▸ **To do**
Gather every line in the records below that contains the word "sneaker".

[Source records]
■ ■ ■ ■
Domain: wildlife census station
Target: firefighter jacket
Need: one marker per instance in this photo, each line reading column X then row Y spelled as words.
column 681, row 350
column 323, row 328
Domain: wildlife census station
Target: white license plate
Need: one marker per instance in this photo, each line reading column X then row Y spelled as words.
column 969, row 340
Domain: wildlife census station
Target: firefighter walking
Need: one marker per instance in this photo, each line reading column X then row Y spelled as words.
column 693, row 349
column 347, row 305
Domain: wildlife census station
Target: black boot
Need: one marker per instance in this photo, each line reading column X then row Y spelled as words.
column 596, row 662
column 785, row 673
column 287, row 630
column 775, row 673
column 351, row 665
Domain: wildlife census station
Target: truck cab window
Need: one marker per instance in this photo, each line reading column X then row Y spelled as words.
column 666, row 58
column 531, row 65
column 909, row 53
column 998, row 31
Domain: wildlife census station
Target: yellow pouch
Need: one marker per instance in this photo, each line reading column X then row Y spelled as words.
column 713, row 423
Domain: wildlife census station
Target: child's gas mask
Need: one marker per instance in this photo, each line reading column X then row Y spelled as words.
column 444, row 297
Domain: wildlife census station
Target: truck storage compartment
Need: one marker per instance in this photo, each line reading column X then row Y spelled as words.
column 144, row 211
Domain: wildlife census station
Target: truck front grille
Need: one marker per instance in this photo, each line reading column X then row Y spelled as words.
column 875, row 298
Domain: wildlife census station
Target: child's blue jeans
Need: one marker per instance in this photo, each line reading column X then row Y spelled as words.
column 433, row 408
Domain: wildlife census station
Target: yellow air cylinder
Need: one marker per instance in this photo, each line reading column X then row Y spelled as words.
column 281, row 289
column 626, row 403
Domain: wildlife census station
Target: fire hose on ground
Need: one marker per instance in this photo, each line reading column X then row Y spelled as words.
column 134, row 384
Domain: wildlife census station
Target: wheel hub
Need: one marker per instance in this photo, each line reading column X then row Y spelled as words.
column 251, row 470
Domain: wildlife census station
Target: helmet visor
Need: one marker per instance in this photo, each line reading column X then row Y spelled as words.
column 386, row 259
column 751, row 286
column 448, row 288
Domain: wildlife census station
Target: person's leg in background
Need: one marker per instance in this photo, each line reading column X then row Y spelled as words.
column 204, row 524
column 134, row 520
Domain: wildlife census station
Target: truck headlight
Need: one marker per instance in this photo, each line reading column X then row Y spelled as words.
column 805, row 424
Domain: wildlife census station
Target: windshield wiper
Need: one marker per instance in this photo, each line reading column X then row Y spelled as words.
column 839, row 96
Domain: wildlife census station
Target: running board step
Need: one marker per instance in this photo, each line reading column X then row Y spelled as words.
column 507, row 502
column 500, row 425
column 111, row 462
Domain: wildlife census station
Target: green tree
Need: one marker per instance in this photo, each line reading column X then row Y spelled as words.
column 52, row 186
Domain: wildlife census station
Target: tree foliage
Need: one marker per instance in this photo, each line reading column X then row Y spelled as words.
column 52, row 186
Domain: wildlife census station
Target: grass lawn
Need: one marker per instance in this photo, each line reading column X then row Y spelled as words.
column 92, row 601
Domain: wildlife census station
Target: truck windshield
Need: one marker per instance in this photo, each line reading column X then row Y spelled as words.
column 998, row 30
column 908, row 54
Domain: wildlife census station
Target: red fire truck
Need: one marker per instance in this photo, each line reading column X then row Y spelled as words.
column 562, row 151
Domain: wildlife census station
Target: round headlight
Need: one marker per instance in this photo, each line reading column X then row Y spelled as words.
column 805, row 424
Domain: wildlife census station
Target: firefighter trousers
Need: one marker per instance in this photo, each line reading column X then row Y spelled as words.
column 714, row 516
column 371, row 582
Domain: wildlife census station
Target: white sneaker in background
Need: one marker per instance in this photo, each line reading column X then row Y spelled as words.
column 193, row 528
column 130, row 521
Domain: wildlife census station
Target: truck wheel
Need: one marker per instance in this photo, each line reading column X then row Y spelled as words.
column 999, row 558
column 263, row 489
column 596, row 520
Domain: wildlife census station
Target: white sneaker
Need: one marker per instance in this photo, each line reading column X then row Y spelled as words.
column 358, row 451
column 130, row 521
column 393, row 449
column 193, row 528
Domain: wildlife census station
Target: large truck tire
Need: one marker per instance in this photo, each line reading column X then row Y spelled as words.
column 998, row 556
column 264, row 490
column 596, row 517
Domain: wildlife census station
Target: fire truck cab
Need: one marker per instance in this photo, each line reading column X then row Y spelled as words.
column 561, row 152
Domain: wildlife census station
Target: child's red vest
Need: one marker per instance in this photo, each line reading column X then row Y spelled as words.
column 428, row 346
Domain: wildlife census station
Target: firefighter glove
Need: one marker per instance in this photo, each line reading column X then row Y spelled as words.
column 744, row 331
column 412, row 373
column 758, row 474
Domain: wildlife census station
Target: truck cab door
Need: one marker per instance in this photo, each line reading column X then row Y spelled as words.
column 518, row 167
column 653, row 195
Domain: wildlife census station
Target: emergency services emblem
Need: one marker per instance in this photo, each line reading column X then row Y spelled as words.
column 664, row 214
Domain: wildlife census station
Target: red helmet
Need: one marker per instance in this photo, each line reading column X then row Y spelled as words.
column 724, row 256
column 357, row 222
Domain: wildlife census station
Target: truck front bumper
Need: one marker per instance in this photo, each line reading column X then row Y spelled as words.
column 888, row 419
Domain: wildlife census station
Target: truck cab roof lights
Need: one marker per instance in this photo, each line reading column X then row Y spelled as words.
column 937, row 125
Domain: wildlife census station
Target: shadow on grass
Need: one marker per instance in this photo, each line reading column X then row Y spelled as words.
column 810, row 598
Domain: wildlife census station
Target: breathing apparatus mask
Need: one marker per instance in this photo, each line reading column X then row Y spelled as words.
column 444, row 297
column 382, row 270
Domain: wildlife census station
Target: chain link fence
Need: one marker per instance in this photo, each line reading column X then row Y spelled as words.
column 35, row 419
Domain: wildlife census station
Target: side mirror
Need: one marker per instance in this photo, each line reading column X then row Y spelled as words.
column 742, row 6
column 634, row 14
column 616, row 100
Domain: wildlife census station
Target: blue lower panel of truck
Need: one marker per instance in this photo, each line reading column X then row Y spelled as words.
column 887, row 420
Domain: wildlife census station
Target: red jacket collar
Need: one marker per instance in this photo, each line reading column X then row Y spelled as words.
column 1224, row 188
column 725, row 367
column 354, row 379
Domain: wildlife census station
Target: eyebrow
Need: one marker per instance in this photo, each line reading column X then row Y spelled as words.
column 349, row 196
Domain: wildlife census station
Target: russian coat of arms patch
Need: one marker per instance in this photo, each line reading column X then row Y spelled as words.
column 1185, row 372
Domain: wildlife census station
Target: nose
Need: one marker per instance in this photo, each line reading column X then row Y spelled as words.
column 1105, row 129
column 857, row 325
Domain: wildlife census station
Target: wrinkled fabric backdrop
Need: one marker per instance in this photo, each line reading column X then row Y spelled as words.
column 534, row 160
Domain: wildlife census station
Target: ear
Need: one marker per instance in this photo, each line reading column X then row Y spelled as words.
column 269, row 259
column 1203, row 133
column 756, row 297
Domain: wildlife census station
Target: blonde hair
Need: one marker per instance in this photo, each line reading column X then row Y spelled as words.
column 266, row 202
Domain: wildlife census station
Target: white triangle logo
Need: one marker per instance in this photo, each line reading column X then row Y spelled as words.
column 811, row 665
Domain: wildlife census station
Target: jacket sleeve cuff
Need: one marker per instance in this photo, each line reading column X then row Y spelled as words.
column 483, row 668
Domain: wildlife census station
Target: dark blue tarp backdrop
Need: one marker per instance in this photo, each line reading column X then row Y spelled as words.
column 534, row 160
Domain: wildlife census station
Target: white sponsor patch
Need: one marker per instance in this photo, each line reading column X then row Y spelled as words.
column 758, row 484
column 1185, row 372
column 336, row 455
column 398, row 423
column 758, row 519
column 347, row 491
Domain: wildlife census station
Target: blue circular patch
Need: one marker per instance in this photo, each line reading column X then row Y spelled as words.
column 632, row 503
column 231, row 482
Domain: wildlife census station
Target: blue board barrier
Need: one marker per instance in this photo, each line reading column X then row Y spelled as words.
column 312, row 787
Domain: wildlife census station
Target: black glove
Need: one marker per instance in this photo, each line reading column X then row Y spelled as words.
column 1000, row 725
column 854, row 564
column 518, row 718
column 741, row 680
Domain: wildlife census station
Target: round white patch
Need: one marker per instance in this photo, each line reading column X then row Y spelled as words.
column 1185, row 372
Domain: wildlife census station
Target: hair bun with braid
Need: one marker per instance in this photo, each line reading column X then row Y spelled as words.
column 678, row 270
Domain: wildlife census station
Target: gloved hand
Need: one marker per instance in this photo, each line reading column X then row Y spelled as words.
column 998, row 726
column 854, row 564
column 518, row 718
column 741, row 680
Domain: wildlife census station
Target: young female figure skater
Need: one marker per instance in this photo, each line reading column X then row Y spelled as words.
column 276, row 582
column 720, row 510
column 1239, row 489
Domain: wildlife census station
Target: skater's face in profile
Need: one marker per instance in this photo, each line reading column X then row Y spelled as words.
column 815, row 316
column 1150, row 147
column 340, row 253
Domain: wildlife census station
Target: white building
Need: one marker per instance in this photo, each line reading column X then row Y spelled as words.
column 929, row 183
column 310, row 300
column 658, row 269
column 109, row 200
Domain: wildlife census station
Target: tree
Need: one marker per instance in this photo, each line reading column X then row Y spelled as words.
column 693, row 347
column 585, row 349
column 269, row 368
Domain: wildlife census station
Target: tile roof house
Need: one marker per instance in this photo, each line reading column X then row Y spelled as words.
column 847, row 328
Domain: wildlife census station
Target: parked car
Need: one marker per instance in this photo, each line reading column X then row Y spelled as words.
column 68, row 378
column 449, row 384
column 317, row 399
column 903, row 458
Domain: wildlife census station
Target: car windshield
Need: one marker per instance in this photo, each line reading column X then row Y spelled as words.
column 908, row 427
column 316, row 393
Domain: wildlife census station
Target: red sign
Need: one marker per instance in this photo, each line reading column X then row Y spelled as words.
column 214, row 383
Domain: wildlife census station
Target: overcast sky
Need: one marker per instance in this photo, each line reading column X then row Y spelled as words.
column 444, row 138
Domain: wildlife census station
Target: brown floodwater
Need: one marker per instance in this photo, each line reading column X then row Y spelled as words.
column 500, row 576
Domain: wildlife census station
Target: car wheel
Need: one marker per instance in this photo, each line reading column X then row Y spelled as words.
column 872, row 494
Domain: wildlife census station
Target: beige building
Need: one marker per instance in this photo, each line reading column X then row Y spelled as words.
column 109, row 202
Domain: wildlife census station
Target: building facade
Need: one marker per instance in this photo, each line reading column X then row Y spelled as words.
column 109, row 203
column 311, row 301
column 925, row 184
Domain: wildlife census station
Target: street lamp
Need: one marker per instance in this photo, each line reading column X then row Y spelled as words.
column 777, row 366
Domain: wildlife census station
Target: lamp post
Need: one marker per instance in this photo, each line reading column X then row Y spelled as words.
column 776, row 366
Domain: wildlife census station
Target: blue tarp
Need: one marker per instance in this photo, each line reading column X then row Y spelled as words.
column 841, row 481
■ ■ ■ ■
▸ **Task answer**
Target: white sneaker in background
Target: white sneaker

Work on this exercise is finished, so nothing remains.